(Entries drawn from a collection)

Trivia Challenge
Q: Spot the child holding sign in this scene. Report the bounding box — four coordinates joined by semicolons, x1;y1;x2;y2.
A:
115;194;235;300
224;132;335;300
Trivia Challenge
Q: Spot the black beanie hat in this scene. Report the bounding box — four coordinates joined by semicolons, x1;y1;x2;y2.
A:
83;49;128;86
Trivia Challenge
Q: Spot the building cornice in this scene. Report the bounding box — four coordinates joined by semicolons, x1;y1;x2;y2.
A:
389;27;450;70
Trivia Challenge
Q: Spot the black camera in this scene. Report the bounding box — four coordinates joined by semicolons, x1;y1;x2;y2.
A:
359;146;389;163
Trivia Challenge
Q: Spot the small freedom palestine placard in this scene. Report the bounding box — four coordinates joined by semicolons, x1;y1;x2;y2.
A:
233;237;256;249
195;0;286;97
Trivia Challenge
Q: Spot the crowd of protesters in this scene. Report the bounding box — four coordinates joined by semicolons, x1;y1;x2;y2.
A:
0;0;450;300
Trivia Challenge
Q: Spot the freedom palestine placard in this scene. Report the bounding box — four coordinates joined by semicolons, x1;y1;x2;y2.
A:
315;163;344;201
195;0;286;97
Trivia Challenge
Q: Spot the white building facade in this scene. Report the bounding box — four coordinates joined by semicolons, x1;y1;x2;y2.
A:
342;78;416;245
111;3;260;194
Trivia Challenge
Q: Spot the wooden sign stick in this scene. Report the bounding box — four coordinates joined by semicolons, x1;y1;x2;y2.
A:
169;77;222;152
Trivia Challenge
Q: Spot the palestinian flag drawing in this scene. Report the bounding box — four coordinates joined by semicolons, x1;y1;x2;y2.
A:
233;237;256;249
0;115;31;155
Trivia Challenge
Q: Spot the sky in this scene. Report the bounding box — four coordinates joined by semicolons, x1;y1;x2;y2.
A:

__GIVEN REQUEST__
Pick out every line of the material above that contains the word "freedom", matching upper and lower case exactly, and copy each of those lines.

__RIGHT ANSWER__
Q: Spot the small freedom palestine placard in this scene. Report the bounding box — four coordinates joined by semicolons, x1;y1;x2;y2.
Q: Spot the freedom palestine placard in this scene. Report the bounding box — four coordinates joined by semicolons, x1;y1;x2;y2.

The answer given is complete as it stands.